Exercise goal:
Render every line of the listing below as a numbered list, omitting any blank lines and excluding the pictures.

Supplied material:
-- start --
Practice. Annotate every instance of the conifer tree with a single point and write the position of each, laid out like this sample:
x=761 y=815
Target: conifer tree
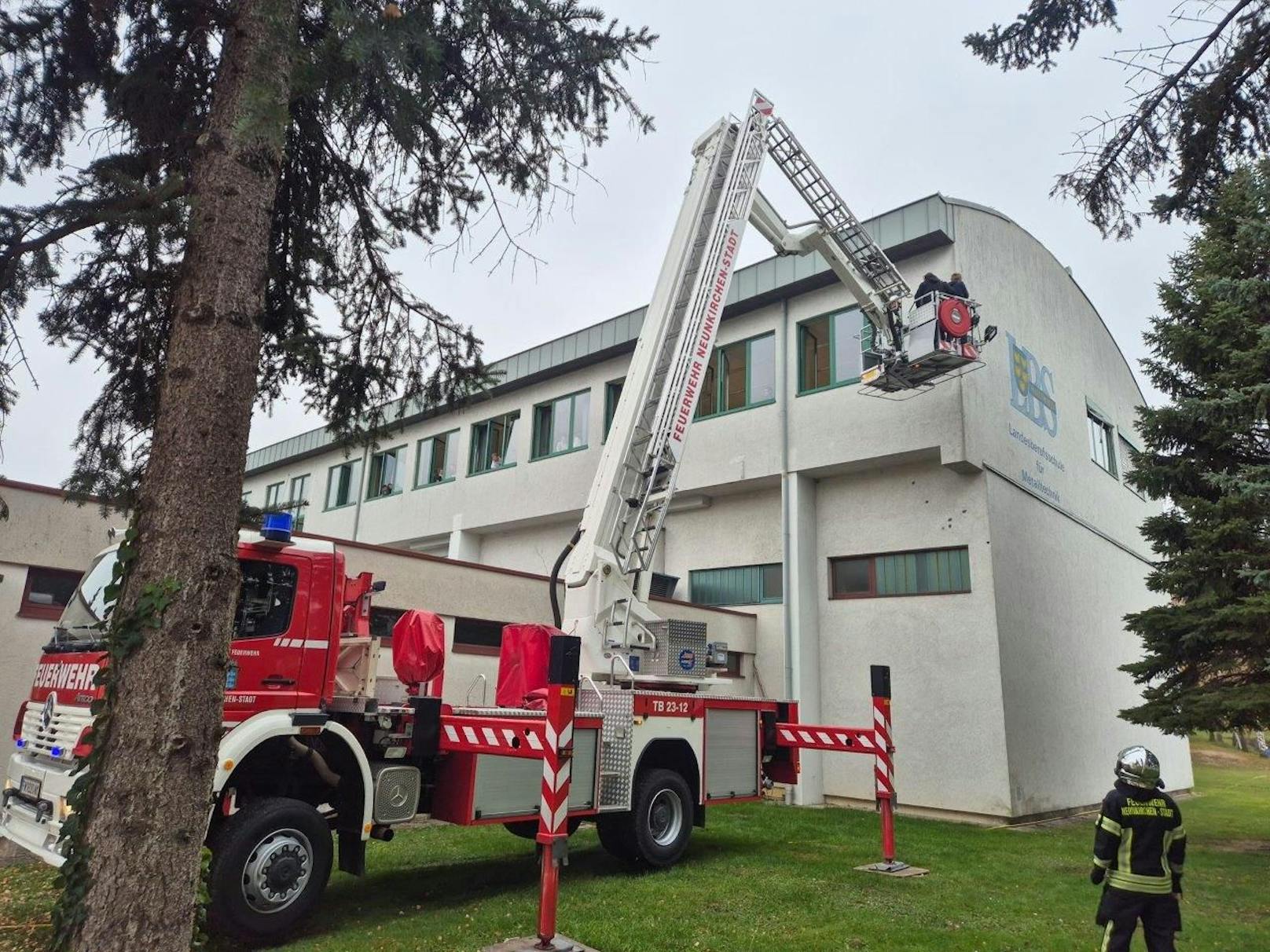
x=1207 y=452
x=251 y=159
-- end --
Worked solution:
1. Practice. Annotate every instance of the conifer tree with a single point and write the position of each, laid out like this sample:
2. x=761 y=815
3. Target: conifer tree
4. x=1207 y=452
5. x=251 y=159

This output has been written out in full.